start

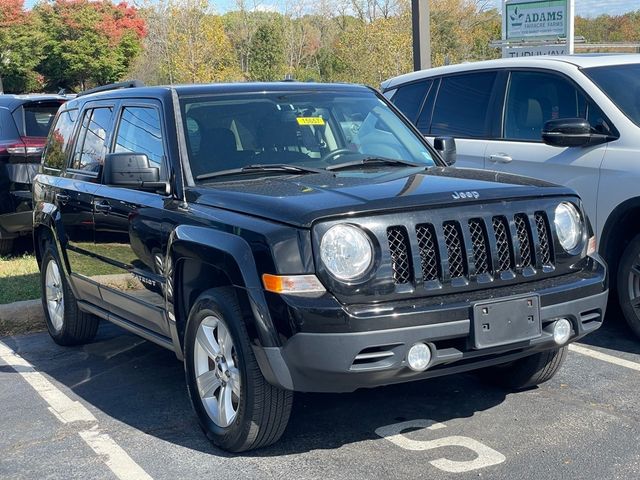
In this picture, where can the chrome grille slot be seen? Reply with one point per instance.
(399, 250)
(524, 239)
(503, 244)
(542, 227)
(481, 256)
(455, 249)
(429, 258)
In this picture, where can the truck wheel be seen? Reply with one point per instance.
(6, 246)
(67, 325)
(628, 285)
(527, 372)
(237, 408)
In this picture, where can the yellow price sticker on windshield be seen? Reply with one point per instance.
(310, 120)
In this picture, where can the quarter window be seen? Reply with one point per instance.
(91, 147)
(409, 98)
(462, 106)
(140, 132)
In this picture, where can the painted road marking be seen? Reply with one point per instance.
(589, 352)
(69, 411)
(485, 456)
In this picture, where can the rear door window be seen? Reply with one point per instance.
(35, 119)
(55, 154)
(462, 106)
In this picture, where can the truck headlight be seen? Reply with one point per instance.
(568, 225)
(346, 251)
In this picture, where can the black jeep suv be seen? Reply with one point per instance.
(24, 126)
(286, 237)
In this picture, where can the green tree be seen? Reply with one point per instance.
(21, 48)
(267, 53)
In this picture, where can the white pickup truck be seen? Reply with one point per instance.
(572, 120)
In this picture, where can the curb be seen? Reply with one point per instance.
(26, 311)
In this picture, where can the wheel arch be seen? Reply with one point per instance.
(618, 231)
(201, 259)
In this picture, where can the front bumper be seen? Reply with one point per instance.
(346, 361)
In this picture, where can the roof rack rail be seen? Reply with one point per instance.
(113, 86)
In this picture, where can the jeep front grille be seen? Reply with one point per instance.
(542, 226)
(399, 248)
(480, 243)
(503, 243)
(429, 259)
(455, 252)
(453, 249)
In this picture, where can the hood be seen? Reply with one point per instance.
(302, 199)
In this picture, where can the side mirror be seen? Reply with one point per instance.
(131, 170)
(571, 132)
(446, 147)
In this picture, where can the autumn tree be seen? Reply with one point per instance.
(88, 42)
(187, 43)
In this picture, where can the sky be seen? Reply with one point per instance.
(584, 8)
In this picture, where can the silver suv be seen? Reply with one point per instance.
(572, 120)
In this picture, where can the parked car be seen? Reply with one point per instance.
(572, 120)
(284, 237)
(24, 126)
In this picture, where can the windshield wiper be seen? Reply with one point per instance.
(372, 161)
(271, 167)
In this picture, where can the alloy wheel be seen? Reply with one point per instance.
(216, 371)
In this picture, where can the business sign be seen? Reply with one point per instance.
(537, 27)
(536, 19)
(535, 51)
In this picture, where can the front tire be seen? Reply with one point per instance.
(628, 284)
(527, 372)
(66, 323)
(236, 407)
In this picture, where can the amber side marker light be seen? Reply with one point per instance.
(292, 284)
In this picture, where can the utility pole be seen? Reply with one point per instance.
(421, 34)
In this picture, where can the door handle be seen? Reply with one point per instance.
(62, 198)
(500, 158)
(102, 206)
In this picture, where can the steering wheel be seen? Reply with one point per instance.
(335, 153)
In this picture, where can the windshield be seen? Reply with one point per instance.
(308, 129)
(621, 83)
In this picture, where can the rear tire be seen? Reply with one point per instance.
(6, 246)
(526, 372)
(220, 365)
(66, 323)
(628, 284)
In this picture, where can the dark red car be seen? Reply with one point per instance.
(24, 125)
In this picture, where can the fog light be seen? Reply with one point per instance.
(419, 357)
(561, 331)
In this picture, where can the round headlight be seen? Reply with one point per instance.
(346, 252)
(568, 225)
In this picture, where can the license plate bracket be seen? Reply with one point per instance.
(505, 321)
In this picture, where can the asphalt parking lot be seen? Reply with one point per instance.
(117, 408)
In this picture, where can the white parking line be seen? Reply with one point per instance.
(604, 357)
(69, 411)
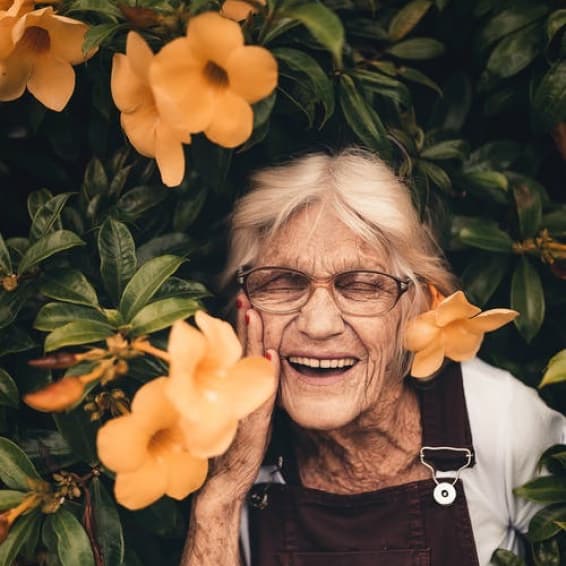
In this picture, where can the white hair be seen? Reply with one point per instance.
(365, 195)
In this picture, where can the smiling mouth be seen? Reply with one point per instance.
(321, 367)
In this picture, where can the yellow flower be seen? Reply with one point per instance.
(146, 129)
(239, 10)
(210, 386)
(147, 450)
(44, 46)
(453, 328)
(207, 80)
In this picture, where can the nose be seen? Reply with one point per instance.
(320, 317)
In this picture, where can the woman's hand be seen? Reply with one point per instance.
(233, 473)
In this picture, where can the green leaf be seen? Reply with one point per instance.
(73, 546)
(54, 315)
(529, 210)
(361, 117)
(549, 100)
(407, 18)
(324, 25)
(485, 235)
(161, 314)
(527, 297)
(483, 275)
(137, 201)
(23, 528)
(117, 257)
(36, 200)
(142, 286)
(416, 49)
(515, 52)
(108, 525)
(47, 246)
(502, 557)
(555, 370)
(69, 286)
(48, 216)
(9, 395)
(309, 71)
(449, 149)
(10, 499)
(543, 524)
(5, 261)
(16, 469)
(555, 22)
(77, 332)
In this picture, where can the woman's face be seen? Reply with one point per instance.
(320, 333)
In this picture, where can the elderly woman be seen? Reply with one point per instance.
(353, 463)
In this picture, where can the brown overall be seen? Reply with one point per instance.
(291, 525)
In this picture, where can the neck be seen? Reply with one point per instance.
(379, 449)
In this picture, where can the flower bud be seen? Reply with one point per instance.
(57, 396)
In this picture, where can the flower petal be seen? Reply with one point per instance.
(182, 94)
(249, 384)
(427, 361)
(454, 307)
(213, 37)
(14, 74)
(224, 348)
(128, 91)
(252, 73)
(169, 155)
(185, 474)
(141, 488)
(461, 344)
(52, 82)
(491, 320)
(122, 444)
(232, 123)
(140, 127)
(211, 435)
(139, 55)
(420, 331)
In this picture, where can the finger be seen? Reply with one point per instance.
(254, 343)
(243, 305)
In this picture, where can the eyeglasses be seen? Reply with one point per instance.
(280, 290)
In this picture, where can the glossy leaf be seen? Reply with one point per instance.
(5, 260)
(77, 332)
(407, 18)
(143, 285)
(16, 469)
(529, 210)
(9, 395)
(543, 525)
(69, 286)
(322, 23)
(47, 246)
(161, 314)
(555, 370)
(527, 297)
(54, 315)
(417, 48)
(361, 117)
(515, 52)
(48, 216)
(19, 534)
(109, 534)
(305, 68)
(73, 546)
(118, 261)
(485, 235)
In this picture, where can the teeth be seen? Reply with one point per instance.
(322, 363)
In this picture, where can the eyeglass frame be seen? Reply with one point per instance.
(322, 282)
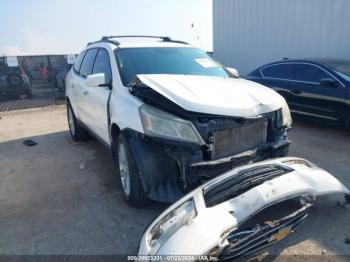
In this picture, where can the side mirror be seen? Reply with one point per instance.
(95, 80)
(233, 71)
(329, 82)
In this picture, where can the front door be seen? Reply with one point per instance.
(326, 103)
(96, 99)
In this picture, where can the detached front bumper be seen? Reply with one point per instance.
(240, 211)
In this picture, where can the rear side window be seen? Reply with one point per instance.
(88, 62)
(103, 65)
(309, 73)
(78, 61)
(281, 71)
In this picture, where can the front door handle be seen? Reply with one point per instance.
(296, 91)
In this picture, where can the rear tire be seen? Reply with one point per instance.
(77, 132)
(128, 172)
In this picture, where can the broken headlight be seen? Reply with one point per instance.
(164, 125)
(169, 224)
(286, 116)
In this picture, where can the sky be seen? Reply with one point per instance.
(65, 26)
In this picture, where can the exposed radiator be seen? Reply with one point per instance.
(239, 139)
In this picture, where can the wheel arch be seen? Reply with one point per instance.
(114, 134)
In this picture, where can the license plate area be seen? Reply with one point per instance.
(246, 136)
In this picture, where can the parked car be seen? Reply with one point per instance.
(14, 82)
(171, 115)
(317, 88)
(241, 211)
(59, 80)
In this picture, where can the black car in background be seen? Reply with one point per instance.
(317, 88)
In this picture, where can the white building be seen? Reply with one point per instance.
(250, 33)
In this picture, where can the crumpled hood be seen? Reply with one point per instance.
(215, 95)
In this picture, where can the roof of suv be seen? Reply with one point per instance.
(139, 42)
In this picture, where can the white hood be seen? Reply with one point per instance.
(215, 95)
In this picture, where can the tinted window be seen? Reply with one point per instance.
(281, 71)
(103, 65)
(78, 61)
(309, 73)
(166, 60)
(88, 62)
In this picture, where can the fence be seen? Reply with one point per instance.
(33, 81)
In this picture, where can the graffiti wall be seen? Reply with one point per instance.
(33, 81)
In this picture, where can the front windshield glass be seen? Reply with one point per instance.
(166, 60)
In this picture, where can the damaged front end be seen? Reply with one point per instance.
(241, 211)
(202, 145)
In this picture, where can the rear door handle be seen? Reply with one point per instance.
(296, 91)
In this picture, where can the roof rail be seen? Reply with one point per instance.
(108, 39)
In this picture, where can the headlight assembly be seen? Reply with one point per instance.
(169, 224)
(164, 125)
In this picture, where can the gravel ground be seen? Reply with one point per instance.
(52, 204)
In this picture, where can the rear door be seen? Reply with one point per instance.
(278, 76)
(96, 99)
(312, 98)
(81, 89)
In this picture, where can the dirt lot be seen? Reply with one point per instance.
(50, 204)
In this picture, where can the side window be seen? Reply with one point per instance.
(78, 61)
(103, 65)
(281, 71)
(309, 73)
(88, 62)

end

▶ Exercise description: Quote word for word everything from the line containing "In this picture, where can the front windshield" down to the final line above, including both of those lines.

▶ Written solution:
In this picture, where can the front windshield glass be seen? Reply with one point per instance.
(166, 60)
In this picture, where can the damaged front end be seen? Reply with one point per instance.
(241, 211)
(202, 145)
In this picture, where can the rear door handle be seen? Reply with one point per instance.
(296, 91)
In this picture, where can the roof rail be seen? Reply with one point per instance.
(108, 39)
In this picture, where can the headlight assembly be seen? Reply with one point per instance.
(169, 224)
(164, 125)
In this picture, where can the gravel ground be seen? Reply with one point per instance.
(52, 204)
In this picture, where can the rear door be seen? Reply with one point per instance.
(278, 76)
(96, 99)
(312, 98)
(81, 89)
In this picture, where can the dirt lot be seen? Reply with one point per instance.
(50, 204)
In this picture, where can the side window be seen? Reply with one point per instance.
(78, 61)
(103, 65)
(281, 71)
(309, 73)
(88, 62)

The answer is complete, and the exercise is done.